Data entries:
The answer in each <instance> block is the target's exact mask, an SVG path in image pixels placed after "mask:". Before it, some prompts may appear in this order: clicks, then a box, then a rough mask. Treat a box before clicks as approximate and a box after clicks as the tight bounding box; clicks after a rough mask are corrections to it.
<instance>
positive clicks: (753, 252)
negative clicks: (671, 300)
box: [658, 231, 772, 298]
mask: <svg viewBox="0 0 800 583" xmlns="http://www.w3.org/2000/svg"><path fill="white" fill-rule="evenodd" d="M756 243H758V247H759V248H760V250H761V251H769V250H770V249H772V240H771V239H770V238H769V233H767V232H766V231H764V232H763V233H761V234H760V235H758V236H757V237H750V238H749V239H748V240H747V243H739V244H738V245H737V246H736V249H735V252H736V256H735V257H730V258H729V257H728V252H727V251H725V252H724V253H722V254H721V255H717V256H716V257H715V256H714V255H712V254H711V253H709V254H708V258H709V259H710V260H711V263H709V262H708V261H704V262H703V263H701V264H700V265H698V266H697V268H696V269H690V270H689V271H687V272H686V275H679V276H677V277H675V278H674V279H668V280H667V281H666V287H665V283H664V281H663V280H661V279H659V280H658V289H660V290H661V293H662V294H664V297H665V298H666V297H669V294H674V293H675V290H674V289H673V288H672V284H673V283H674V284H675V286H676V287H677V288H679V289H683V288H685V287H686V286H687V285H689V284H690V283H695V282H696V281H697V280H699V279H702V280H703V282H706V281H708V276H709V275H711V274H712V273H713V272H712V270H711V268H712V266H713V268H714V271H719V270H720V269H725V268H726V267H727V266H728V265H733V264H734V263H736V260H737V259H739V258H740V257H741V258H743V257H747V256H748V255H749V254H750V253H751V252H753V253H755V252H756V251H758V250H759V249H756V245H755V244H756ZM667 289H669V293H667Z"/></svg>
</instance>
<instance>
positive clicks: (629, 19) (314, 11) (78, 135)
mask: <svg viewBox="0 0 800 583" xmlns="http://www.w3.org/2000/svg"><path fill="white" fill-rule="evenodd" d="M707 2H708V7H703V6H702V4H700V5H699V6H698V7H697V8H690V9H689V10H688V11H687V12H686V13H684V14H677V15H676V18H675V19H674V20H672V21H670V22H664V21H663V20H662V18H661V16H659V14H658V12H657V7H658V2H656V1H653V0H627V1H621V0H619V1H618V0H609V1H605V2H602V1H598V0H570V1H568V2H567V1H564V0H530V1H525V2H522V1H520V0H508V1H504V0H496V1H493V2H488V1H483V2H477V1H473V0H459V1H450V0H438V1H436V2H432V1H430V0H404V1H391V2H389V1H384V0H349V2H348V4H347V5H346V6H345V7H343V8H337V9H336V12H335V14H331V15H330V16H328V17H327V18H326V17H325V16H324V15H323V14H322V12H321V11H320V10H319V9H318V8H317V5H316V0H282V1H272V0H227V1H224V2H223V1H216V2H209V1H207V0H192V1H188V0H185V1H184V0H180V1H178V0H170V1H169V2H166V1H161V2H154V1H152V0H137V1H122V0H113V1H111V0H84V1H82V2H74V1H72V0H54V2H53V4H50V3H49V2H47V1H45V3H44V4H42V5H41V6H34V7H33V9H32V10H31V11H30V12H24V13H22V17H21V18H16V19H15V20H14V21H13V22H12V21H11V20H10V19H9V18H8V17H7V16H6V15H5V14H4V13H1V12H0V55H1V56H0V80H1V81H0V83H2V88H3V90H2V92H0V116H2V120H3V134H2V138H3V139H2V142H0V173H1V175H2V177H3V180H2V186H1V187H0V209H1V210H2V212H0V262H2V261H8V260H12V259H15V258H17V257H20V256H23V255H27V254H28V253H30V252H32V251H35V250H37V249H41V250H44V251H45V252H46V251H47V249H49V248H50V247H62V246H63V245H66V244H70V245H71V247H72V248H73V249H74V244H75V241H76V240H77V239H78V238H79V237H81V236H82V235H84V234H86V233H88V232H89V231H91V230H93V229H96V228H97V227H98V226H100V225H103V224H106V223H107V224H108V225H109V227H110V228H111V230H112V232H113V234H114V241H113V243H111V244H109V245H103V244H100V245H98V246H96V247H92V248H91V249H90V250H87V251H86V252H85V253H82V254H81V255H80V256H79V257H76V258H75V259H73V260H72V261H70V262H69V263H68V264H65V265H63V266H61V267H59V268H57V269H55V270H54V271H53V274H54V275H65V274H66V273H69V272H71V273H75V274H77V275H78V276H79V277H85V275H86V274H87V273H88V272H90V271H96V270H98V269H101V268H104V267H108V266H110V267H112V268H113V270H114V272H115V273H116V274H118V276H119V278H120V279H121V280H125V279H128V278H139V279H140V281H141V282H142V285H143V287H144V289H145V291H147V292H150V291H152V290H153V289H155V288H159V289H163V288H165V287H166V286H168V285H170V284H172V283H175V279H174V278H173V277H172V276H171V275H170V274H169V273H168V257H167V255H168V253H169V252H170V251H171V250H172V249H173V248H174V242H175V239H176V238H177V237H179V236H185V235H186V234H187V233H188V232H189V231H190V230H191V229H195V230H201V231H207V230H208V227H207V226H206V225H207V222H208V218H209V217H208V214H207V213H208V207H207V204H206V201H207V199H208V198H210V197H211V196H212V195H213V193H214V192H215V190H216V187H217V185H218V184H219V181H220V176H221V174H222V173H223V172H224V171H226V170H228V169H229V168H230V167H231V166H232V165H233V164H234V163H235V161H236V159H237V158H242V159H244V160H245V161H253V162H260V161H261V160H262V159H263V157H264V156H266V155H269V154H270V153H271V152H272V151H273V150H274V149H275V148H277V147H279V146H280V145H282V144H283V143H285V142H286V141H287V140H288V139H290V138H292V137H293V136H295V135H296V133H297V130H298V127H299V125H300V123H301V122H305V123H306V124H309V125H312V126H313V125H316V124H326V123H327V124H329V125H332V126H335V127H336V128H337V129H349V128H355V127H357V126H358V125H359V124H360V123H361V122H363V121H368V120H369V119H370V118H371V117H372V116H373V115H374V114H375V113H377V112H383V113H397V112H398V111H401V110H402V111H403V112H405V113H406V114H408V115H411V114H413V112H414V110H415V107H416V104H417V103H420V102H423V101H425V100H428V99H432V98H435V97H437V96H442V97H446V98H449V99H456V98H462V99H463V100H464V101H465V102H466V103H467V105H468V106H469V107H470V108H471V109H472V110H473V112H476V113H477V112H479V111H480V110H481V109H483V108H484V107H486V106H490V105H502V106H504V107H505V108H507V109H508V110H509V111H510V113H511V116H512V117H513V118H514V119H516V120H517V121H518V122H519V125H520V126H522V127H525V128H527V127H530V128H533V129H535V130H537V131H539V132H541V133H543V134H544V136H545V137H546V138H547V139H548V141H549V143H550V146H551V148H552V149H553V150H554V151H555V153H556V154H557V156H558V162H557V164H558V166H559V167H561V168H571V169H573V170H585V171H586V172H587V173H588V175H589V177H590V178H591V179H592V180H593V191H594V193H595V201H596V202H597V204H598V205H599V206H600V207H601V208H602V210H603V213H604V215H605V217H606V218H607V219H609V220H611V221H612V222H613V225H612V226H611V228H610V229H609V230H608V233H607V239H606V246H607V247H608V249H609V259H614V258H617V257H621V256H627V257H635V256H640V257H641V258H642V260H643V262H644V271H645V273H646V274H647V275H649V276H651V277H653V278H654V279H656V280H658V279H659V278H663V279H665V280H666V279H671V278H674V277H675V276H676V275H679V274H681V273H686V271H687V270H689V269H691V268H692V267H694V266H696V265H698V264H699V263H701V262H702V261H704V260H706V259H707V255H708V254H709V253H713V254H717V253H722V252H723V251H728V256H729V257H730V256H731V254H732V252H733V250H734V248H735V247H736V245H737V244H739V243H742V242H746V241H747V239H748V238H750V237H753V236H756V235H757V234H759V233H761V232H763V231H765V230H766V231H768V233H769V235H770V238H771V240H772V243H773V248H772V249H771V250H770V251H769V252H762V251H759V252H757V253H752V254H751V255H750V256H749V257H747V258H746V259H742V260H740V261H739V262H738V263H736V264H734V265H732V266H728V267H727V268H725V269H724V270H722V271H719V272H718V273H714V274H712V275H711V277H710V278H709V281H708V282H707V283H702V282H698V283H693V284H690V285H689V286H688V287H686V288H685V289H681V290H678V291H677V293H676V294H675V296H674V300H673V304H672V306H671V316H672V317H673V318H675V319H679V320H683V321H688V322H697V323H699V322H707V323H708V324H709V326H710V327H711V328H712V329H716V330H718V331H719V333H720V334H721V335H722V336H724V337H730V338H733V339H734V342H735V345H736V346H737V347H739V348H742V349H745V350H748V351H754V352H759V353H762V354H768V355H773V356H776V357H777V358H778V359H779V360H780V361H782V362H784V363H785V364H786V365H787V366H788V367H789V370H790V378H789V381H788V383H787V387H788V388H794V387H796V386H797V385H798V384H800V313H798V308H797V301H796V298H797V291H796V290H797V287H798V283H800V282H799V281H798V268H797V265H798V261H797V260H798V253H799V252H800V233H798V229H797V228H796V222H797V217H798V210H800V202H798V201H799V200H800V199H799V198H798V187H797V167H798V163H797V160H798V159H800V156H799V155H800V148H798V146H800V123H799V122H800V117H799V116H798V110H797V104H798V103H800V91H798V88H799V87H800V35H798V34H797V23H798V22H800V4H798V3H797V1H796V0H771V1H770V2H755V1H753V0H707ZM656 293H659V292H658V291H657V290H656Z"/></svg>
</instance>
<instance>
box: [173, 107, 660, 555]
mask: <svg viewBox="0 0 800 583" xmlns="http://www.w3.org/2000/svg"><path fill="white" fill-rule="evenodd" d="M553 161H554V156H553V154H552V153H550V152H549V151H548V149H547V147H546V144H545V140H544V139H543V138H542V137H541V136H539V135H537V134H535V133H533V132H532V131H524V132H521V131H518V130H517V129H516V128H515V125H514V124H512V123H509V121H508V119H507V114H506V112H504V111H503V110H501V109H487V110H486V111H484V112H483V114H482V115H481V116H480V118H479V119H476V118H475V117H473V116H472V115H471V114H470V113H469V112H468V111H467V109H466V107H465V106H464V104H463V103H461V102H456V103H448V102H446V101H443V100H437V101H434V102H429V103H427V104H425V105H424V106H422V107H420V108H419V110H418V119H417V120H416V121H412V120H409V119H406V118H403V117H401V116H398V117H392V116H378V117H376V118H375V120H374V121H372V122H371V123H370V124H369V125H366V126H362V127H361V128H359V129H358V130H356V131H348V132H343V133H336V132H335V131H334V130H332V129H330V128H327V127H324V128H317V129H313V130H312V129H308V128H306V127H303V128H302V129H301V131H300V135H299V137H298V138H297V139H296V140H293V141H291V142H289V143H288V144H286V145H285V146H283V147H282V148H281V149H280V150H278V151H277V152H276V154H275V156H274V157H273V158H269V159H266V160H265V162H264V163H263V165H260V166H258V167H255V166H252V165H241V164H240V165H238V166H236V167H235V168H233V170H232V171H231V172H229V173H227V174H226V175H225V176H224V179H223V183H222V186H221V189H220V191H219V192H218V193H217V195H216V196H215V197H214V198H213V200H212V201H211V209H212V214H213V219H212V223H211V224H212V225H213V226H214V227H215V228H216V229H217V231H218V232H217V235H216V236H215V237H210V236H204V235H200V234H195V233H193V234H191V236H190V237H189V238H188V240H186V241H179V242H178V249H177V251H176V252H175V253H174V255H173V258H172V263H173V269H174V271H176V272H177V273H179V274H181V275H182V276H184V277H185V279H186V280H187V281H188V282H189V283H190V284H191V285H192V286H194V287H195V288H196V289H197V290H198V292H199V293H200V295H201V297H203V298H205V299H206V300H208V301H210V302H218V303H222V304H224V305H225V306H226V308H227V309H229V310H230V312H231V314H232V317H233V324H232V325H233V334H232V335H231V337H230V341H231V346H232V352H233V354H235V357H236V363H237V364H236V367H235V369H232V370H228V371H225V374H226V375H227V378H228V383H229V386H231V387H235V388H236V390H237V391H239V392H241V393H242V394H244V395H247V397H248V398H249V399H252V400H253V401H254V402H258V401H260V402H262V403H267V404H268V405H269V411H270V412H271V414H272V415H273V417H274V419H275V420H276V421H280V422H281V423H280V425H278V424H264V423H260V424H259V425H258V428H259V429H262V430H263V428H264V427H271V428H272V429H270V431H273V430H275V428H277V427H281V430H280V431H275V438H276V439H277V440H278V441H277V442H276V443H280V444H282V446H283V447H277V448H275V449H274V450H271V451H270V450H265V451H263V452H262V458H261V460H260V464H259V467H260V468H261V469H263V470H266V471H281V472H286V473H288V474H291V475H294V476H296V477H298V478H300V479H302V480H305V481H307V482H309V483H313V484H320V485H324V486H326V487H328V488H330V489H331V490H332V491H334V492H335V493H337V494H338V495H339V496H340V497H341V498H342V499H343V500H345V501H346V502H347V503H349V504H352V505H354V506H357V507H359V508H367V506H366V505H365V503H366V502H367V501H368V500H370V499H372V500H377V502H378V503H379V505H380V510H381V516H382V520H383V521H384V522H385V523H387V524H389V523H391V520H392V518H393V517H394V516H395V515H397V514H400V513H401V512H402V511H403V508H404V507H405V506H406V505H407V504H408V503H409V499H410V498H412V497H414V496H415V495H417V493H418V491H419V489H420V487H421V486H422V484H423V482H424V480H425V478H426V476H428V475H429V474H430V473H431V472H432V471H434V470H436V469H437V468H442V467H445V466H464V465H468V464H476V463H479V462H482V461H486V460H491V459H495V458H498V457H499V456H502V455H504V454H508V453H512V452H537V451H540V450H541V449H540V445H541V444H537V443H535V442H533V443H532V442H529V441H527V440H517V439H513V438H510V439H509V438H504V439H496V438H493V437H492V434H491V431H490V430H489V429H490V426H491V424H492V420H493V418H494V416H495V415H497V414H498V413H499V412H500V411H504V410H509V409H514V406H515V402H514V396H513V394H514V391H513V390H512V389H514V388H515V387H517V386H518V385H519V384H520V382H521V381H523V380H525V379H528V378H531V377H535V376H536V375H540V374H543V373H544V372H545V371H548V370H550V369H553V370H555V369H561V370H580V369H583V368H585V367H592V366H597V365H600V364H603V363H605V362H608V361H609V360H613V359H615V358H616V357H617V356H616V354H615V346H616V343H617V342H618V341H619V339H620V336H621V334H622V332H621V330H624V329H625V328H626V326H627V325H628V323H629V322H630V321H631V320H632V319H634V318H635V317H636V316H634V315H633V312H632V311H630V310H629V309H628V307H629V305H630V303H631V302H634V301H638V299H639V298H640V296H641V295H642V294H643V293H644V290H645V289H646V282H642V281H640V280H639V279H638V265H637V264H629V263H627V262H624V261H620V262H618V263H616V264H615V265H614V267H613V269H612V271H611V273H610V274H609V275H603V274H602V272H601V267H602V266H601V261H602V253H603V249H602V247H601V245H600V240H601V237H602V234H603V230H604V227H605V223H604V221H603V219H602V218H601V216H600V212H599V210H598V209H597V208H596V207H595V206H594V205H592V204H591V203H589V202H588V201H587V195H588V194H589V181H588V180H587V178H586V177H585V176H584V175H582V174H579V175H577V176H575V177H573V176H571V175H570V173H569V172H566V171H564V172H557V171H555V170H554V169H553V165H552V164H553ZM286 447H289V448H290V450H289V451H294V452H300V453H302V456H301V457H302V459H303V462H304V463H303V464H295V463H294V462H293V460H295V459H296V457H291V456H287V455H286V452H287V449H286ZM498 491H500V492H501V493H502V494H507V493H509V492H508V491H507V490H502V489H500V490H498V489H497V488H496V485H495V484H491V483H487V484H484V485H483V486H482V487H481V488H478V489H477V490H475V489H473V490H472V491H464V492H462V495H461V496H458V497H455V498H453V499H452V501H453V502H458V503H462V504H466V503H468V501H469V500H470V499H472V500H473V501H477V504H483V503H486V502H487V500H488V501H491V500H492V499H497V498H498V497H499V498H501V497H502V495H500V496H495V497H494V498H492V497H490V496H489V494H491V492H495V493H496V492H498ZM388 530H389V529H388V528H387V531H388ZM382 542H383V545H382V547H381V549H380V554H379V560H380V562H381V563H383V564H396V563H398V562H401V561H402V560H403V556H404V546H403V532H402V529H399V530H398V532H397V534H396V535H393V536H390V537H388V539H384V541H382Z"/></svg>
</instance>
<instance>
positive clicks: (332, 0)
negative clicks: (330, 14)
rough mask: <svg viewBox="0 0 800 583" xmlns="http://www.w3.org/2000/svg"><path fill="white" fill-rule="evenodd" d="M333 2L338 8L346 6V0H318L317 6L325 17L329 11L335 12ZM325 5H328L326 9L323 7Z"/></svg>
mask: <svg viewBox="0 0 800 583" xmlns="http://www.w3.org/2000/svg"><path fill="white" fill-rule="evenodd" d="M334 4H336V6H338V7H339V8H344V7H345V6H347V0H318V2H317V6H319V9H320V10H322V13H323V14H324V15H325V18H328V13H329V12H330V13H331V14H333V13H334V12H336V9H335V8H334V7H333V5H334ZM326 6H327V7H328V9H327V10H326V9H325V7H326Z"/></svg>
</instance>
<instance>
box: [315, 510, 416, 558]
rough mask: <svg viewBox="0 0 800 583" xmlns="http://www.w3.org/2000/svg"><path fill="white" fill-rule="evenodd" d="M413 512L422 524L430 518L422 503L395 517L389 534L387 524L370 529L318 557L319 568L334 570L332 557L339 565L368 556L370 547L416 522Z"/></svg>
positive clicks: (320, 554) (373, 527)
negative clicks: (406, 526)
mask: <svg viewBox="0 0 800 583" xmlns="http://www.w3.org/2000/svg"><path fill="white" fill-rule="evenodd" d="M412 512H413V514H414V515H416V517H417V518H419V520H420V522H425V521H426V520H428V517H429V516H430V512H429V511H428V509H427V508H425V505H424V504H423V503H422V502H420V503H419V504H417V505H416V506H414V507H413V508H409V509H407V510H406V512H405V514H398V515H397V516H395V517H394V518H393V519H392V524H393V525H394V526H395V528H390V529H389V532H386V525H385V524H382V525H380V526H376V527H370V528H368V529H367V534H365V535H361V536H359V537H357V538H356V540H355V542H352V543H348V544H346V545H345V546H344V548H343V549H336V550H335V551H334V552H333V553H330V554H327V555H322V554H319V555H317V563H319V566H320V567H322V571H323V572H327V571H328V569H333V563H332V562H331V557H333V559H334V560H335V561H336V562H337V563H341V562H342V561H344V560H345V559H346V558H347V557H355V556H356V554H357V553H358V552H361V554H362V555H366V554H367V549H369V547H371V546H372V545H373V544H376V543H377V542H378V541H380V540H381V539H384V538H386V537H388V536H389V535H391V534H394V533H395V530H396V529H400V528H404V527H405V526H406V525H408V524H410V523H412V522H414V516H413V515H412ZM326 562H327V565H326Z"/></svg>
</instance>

→ Activity
When the word "clicks" occurs in a line above, list that line.

→ Final answer
The answer in each <instance> block is the target's exact mask, an SVG path in image pixels placed after "mask:". Before it, some prompts may appear in this order: clicks, then a box, then a rough mask. Treat a box before clicks as approximate and a box after clicks as the tight bounding box; clicks after a rough mask are corrections to it.
positive clicks: (753, 252)
negative clicks: (671, 300)
positive clicks: (629, 19) (314, 11) (78, 135)
positive clicks: (332, 0)
negative clicks: (330, 14)
positive clicks: (320, 554) (373, 527)
negative clicks: (406, 526)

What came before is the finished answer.